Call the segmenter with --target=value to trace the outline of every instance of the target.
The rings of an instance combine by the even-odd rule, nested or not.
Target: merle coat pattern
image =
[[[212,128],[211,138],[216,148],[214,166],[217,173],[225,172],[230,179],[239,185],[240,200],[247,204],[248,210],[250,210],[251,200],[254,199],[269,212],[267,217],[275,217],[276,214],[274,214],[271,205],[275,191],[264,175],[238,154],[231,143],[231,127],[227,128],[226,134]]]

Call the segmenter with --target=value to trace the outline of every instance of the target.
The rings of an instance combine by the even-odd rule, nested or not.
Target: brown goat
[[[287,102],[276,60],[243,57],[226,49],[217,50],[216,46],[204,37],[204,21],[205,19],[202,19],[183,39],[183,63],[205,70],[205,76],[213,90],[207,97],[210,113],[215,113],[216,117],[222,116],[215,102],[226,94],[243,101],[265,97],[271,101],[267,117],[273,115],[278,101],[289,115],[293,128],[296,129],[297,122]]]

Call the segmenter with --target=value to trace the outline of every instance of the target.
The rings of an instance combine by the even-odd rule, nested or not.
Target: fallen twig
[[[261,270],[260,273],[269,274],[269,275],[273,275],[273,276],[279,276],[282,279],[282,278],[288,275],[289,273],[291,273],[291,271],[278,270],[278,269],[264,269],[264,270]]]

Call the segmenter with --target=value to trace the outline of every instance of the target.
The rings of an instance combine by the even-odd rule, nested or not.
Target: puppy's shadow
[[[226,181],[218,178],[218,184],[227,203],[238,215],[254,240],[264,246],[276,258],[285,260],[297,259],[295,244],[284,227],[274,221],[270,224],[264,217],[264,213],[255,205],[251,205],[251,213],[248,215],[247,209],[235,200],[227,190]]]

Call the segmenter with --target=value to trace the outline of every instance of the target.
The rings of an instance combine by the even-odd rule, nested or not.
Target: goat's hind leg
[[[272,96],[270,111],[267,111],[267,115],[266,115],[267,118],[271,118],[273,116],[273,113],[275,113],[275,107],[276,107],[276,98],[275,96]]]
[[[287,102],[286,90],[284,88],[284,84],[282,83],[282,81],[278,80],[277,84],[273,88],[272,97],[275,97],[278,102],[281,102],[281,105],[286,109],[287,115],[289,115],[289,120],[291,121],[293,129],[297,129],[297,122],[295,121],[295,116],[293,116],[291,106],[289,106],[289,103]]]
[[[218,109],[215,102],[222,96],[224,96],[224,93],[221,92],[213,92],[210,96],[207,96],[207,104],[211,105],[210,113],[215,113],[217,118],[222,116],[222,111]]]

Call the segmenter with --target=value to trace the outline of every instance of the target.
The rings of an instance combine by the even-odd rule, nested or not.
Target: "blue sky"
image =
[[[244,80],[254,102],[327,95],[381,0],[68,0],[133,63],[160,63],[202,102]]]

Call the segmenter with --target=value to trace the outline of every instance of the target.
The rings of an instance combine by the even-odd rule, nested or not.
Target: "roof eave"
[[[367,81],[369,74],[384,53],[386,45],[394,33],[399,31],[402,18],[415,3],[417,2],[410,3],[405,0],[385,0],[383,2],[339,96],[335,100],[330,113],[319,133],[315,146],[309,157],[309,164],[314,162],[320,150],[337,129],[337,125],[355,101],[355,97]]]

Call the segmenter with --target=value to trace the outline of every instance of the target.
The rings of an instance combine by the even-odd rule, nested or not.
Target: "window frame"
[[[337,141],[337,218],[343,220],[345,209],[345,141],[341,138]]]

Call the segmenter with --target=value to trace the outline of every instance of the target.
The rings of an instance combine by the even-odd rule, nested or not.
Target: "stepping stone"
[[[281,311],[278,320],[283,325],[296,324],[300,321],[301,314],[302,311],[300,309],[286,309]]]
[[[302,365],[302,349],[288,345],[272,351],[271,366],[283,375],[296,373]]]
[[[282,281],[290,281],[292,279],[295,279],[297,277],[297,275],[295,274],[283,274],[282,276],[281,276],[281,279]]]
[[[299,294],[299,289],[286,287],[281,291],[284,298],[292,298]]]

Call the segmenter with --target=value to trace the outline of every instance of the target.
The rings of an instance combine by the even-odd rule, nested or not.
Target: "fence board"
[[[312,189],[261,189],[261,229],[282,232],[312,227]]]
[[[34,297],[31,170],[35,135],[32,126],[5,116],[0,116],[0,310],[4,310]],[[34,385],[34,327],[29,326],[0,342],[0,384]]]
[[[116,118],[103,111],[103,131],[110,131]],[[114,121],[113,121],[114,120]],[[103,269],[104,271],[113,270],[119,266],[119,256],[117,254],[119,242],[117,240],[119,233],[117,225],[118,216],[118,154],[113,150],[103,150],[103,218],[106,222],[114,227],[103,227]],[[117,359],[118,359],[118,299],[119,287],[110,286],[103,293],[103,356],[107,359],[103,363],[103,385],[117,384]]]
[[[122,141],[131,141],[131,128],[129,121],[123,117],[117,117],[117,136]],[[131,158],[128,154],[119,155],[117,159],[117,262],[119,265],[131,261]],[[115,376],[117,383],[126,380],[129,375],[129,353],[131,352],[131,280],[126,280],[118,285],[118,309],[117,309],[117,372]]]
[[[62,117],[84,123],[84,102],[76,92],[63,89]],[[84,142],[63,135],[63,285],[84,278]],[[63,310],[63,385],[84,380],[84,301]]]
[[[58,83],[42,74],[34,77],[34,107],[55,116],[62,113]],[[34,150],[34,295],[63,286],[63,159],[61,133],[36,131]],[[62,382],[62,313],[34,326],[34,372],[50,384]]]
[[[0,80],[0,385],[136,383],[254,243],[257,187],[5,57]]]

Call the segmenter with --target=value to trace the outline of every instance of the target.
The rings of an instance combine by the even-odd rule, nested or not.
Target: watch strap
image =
#####
- [Task to carry out]
Which lines in the records above contain the string "goat"? Pull out each one in full.

- [Solution to this problem]
Target: brown goat
Target: goat's hind leg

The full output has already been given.